**TRECHO DE ORIGEM**
============================================================
Nessas circunstâncias, a 5 de Setembro de 1846 havia sido nomeado governador civil do Distrito do Funchal, cargo do qual tomou posse a 7 de Julho de 1846, e no qual teve de imediato de enfrentar os problemas resultantes da intolerância religiosa que levou cerca de dois milhares de madeirense a abandonar a ilha para se irem instalar nas Caraíbas e no estado norte-americano de Illinois, em especial na cidade de Jacksonville[2].

Num processo paralelo, mas que poderá estar relacionado com a saída de mão-de-obra provocada pelo êxodo protestante, teve também de enfrentar uma gravíssima crise alimentar, que durante os anos de 1847 e 1848 espalhou a fome e a morte entre o povo da ilha.
============================================================
**LINHAS DE DADOS**
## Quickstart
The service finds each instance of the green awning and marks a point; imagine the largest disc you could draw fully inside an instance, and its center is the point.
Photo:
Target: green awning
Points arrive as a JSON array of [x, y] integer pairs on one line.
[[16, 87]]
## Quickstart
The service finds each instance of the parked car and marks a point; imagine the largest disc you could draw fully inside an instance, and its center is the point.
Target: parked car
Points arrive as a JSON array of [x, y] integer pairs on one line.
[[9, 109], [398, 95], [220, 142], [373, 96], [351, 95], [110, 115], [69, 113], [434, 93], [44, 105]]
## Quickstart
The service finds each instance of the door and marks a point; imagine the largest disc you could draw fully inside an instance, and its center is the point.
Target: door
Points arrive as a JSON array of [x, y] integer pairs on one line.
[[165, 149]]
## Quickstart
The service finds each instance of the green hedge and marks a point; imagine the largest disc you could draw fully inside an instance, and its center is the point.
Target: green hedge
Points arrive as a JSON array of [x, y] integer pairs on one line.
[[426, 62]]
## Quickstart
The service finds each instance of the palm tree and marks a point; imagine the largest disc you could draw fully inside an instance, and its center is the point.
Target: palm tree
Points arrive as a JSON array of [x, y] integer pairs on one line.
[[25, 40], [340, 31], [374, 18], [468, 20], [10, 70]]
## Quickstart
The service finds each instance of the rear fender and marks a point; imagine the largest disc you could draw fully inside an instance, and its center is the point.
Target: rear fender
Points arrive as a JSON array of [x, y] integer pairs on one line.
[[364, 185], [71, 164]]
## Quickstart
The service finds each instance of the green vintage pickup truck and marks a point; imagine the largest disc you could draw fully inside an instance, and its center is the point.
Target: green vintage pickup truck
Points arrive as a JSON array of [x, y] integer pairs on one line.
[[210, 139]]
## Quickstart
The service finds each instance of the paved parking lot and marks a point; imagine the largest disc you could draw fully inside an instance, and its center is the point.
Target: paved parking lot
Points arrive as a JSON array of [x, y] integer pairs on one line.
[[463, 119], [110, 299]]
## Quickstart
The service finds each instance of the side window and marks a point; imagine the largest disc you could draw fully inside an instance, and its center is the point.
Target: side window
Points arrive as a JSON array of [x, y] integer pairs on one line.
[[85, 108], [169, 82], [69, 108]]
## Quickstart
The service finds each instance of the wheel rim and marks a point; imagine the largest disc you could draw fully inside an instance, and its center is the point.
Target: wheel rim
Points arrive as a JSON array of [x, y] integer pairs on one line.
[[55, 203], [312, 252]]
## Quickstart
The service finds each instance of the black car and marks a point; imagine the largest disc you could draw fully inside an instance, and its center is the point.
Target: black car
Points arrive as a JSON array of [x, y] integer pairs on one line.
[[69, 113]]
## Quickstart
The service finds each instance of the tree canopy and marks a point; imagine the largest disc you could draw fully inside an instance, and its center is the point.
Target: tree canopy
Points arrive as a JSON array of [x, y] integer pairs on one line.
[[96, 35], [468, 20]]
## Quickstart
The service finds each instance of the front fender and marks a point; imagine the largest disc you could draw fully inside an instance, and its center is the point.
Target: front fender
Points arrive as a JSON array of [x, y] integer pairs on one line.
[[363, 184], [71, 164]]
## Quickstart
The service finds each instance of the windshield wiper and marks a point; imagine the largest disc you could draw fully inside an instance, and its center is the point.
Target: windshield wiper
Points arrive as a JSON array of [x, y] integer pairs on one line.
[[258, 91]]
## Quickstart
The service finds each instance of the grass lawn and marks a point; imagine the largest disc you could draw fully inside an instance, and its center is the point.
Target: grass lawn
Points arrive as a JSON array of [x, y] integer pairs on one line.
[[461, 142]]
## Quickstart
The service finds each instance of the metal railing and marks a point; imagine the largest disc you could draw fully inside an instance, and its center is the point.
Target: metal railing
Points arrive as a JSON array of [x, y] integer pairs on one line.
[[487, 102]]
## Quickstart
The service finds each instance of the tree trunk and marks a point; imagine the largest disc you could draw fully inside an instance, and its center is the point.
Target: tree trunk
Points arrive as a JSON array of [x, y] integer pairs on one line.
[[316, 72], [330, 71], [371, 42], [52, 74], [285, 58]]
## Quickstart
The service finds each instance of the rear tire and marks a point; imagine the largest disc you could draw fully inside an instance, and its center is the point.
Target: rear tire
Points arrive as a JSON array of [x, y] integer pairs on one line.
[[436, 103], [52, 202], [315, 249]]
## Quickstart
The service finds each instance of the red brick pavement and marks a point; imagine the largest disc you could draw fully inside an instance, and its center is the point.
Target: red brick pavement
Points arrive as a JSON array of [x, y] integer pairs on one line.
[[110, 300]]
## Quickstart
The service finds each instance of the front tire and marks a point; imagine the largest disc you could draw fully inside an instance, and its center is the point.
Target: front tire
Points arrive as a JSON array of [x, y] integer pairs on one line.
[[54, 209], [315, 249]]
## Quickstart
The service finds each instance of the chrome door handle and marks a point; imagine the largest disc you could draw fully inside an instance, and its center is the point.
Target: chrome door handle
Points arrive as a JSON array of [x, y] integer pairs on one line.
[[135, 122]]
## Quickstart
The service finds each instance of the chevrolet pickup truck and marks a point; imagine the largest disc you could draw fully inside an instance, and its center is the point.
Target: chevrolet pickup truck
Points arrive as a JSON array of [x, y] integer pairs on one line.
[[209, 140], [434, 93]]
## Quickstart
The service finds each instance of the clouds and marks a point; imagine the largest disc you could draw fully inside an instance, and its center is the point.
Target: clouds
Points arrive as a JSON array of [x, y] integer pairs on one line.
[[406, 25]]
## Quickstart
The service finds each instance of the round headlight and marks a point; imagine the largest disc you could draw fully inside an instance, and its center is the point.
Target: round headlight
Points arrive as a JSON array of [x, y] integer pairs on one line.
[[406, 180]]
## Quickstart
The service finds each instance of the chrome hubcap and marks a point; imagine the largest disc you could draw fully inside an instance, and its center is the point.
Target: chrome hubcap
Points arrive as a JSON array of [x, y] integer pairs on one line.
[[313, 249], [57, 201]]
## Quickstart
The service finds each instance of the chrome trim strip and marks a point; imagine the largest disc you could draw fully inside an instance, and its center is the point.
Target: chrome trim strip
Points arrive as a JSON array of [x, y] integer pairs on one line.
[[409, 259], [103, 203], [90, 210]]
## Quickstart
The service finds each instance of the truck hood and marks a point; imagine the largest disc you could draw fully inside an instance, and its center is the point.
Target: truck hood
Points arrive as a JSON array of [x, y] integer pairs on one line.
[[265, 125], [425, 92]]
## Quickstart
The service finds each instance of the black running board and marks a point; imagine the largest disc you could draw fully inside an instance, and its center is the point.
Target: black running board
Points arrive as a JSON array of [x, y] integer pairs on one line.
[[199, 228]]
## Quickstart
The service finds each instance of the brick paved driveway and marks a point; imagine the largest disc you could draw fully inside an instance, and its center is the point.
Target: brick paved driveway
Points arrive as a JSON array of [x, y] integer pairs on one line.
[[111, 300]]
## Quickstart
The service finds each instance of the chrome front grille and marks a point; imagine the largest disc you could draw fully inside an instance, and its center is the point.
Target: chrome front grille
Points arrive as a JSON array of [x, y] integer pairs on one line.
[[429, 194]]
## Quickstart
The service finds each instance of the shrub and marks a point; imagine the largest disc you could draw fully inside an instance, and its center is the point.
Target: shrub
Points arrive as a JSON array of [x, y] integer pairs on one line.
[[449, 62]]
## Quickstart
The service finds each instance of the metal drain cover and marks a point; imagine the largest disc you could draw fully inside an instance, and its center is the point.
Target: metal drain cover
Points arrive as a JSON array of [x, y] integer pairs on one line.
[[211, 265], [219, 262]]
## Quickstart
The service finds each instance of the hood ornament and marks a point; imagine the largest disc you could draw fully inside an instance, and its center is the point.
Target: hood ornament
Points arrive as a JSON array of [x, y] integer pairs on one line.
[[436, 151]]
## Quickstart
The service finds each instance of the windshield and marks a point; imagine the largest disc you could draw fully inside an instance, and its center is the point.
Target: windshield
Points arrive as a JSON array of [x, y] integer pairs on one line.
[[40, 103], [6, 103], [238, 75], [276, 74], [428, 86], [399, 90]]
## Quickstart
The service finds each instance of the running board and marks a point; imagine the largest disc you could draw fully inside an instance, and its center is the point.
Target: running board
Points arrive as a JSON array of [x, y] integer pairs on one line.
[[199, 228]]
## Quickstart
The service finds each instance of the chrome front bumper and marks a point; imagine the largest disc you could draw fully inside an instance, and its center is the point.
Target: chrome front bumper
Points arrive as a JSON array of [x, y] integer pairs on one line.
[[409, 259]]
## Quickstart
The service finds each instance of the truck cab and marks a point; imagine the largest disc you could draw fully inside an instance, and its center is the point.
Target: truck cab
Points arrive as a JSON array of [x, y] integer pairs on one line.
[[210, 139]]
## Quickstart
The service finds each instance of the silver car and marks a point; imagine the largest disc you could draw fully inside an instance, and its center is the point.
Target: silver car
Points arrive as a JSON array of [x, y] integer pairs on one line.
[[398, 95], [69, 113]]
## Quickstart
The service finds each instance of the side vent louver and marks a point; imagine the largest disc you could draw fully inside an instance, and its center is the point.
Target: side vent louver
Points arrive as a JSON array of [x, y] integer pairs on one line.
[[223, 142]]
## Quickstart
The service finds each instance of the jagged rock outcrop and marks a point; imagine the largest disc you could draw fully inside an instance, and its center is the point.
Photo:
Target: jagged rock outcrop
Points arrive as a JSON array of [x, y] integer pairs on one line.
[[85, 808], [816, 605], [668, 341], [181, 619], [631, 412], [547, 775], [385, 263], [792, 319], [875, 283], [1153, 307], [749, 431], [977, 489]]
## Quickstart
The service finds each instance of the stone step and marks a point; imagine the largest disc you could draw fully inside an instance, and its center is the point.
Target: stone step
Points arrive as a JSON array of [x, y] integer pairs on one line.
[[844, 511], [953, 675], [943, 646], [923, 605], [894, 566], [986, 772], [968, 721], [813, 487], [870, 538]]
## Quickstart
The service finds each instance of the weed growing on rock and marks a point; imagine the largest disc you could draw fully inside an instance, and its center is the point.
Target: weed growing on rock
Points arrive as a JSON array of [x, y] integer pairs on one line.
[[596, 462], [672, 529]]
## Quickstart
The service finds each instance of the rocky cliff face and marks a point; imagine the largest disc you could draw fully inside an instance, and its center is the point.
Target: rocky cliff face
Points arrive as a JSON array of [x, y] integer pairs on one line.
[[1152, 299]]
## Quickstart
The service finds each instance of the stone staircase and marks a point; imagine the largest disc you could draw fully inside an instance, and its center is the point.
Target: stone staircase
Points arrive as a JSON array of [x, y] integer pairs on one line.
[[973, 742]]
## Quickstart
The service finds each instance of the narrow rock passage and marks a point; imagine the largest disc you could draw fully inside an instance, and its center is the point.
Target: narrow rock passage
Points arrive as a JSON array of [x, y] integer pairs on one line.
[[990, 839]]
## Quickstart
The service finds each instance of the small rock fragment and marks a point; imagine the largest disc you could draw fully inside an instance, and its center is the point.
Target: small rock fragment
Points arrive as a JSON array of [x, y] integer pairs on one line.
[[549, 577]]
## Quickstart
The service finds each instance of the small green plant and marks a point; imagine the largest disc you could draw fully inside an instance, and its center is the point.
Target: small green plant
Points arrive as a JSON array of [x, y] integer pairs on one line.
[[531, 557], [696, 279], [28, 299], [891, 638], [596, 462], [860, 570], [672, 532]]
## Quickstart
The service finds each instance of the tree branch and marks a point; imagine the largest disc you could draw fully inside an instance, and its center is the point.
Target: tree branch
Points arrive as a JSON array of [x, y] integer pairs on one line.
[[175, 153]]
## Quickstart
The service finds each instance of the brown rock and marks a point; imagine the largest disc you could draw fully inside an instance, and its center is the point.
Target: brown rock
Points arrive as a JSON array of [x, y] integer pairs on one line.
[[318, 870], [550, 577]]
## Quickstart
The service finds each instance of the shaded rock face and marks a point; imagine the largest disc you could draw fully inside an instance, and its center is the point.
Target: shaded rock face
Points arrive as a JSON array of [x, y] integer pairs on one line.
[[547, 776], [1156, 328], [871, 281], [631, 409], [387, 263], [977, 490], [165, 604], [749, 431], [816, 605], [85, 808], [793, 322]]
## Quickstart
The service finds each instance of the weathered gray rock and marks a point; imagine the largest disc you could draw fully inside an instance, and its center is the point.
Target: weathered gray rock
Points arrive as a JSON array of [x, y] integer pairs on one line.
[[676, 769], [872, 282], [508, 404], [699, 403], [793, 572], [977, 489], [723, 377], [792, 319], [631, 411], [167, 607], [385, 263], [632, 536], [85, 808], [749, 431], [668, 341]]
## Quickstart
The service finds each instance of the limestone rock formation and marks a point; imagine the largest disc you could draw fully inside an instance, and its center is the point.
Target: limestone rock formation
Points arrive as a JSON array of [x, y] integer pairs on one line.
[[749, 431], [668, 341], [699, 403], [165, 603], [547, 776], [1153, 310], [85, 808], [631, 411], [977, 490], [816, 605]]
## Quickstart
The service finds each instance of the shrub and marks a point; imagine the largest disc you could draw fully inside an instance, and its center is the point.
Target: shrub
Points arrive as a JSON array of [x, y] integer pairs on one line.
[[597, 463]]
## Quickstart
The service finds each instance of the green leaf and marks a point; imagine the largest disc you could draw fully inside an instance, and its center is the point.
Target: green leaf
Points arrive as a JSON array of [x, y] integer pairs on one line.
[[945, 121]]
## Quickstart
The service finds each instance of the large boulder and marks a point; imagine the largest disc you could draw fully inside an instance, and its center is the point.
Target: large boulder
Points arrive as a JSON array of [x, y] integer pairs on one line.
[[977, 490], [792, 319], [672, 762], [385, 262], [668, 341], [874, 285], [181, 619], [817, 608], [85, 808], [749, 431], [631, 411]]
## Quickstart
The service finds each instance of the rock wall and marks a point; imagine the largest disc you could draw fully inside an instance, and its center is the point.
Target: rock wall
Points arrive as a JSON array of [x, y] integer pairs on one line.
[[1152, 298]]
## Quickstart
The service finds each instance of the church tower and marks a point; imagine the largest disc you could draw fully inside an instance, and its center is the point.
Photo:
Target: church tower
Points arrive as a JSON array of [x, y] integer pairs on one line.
============================================================
**TAREFAS**
A. Segundo o trecho sobre o Funchal, em que anos a crise alimentar espalhou a fome e a morte entre o povo da ilha?
B. Copie do trecho sobre o Funchal, sem alterações, a passagem que vai de "Nessas circunstâncias, a" a "cidade de Jacksonville[2].".
C. Dê a continuação do trecho sobre o Funchal a partir da última frase apresentada.

**RESPOSTAS**
A. Nos anos de 1847 e 1848.

B.
Nessas circunstâncias, a 5 de Setembro de 1846 havia sido nomeado governador civil do Distrito do Funchal, cargo do qual tomou posse a 7 de Julho de 1846, e no qual teve de imediato de enfrentar os problemas resultantes da intolerância religiosa que levou cerca de dois milhares de madeirense a abandonar a ilha para se irem instalar nas Caraíbas e no estado norte-americano de Illinois, em especial na cidade de Jacksonville[2].

C.
Para complicar ainda mais a situação, na madrugada de 29 de Abril de 1847, e no contexto da guerra civil portuguesa da Patuleia, eclodiu no Funchal uma movimento revolucionário que levou à implantação de uma Junta Governativa da Madeira, a qual assumiu o poder. Como José silvestre Ribeiro se recusasse a aderir, foi deposto, mantendo-se refugiado em casa de súbditos ingleses até à dissolução da Junta, a qual ocorreu a 14 de Julho de 1847 na sequência da intervenção britânica, através do envio ao Funchal da fragata HMS Thetis, ao abrigo das cláusulas de salvaguarda da Quádrupla Aliança. No dia 21 de Julho, ancoraram no Funchal os navios de guerra inglesas Terrible e Recruit e a fragata francesa Armide, tendo os respectivos comandantes, no dia 26 do mesmo mês, entregue o governo do distrito ao conselheiro José Silvestre Ribeiro, revestindo o acto, que se realizou no Palácio de São Lourenço, a maior solenidade e havendo por essa ocasião várias demonstrações de regozijo.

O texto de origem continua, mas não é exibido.